Collection entries:
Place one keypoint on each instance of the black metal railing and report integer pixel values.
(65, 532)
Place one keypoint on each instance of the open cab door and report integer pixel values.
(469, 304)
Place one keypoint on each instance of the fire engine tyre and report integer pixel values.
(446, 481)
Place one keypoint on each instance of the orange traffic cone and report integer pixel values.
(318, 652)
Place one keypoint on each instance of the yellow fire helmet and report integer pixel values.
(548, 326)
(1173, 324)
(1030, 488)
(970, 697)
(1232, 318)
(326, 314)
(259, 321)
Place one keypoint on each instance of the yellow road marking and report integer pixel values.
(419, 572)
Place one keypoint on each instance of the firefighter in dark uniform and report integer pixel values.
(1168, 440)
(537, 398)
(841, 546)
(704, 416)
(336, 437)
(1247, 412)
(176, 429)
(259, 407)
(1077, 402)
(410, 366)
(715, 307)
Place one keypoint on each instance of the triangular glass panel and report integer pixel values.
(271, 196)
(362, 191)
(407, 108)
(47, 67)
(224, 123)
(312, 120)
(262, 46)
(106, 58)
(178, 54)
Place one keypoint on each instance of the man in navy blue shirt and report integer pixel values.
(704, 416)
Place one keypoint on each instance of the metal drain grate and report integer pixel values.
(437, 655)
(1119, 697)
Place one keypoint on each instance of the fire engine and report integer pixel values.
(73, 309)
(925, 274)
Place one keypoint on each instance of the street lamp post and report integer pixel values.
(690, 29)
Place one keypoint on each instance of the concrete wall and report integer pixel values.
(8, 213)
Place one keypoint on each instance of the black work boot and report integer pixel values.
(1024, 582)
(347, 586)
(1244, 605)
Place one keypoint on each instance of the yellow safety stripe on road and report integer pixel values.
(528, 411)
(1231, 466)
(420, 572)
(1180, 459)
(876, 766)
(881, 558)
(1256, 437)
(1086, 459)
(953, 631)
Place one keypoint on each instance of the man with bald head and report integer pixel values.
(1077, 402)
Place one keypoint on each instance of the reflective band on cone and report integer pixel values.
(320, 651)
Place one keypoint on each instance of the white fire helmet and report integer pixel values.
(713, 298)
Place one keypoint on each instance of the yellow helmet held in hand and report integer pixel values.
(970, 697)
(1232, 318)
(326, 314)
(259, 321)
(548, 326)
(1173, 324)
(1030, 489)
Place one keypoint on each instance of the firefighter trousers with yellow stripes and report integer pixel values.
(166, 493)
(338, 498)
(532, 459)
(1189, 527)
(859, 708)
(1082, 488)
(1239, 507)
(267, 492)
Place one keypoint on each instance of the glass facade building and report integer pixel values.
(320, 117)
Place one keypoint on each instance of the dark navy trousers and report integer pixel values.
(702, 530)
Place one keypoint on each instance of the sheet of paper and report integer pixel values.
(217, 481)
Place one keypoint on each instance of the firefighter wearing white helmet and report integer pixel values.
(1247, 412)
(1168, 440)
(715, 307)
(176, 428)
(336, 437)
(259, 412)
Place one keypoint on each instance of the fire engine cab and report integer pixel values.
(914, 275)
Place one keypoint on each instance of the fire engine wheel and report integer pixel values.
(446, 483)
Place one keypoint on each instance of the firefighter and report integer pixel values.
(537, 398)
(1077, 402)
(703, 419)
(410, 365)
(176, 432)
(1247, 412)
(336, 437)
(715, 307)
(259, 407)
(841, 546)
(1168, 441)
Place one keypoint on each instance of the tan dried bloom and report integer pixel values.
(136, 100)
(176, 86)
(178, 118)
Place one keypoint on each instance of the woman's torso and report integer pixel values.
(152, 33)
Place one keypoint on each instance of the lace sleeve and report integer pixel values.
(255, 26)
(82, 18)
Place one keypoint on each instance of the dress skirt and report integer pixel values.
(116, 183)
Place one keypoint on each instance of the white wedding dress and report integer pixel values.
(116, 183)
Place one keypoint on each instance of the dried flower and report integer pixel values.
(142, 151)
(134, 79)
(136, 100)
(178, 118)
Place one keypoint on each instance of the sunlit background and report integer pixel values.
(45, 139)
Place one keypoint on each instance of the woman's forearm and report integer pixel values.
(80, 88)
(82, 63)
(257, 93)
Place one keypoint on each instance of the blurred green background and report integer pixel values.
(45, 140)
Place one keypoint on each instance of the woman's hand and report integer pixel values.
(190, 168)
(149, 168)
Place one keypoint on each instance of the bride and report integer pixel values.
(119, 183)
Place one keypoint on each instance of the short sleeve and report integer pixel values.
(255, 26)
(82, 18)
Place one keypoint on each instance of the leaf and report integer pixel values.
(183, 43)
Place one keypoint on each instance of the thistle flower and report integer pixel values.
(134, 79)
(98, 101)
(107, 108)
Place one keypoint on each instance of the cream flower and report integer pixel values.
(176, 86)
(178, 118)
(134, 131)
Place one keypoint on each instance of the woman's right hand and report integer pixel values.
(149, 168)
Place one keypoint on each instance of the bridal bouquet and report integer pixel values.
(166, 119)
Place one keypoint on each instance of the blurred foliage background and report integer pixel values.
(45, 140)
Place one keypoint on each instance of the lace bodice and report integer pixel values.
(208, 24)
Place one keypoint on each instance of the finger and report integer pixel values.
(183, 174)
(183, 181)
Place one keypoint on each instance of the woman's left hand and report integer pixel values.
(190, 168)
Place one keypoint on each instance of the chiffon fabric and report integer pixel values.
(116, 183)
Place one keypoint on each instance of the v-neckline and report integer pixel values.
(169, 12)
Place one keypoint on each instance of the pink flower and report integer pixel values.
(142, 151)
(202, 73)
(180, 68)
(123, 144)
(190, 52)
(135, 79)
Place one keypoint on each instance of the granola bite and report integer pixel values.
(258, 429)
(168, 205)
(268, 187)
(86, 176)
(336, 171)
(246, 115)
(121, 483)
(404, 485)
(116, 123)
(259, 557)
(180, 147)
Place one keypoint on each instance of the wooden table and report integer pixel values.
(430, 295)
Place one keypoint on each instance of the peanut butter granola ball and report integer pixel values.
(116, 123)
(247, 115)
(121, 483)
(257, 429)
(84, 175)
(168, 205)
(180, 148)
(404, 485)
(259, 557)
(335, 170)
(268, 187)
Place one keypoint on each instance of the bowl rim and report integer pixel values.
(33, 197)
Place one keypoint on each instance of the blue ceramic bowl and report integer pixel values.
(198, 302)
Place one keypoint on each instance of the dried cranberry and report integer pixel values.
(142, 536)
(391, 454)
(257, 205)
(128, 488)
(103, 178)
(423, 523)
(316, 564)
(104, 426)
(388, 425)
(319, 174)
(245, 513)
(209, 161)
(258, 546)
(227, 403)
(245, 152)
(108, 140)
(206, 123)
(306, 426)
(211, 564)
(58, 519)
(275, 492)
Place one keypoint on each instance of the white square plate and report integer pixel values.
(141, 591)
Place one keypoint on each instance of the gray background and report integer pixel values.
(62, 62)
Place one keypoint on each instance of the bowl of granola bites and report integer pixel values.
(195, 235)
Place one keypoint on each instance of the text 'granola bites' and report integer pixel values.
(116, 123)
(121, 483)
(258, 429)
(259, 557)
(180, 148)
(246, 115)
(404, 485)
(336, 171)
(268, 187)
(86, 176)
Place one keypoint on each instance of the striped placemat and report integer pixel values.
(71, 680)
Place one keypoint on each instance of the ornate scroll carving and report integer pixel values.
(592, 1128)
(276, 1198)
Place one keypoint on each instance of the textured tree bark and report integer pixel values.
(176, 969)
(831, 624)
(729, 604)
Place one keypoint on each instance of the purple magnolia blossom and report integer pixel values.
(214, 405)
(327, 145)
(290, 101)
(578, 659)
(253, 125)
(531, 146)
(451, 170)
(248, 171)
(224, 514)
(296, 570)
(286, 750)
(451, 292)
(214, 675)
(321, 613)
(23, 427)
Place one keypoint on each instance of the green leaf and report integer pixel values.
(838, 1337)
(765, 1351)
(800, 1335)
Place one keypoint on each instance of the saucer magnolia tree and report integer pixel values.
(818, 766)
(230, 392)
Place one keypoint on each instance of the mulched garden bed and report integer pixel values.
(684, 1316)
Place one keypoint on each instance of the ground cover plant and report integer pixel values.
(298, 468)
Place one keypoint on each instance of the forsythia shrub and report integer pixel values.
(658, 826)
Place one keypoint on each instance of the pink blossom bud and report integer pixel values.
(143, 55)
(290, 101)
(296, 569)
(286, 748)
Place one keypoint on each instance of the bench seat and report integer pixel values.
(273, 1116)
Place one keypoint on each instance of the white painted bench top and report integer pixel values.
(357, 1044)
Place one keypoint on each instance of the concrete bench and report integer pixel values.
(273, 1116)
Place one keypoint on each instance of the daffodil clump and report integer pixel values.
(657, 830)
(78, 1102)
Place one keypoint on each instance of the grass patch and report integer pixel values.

What you will do
Start at the row containing "Place one keypoint on each instance of the concrete bench" and go through the last row. Rewrite every row in that range, including the requests, and lower each coordinate in the answers by 11.

Answer
Place one keypoint on each instance of the concrete bench and report integer pixel values.
(262, 1105)
Place one keypoint on each instance of the daffodil clump and report integer pixel values.
(646, 819)
(67, 1091)
Place one keypoint on each instance of the grass patch and report integer pixel values.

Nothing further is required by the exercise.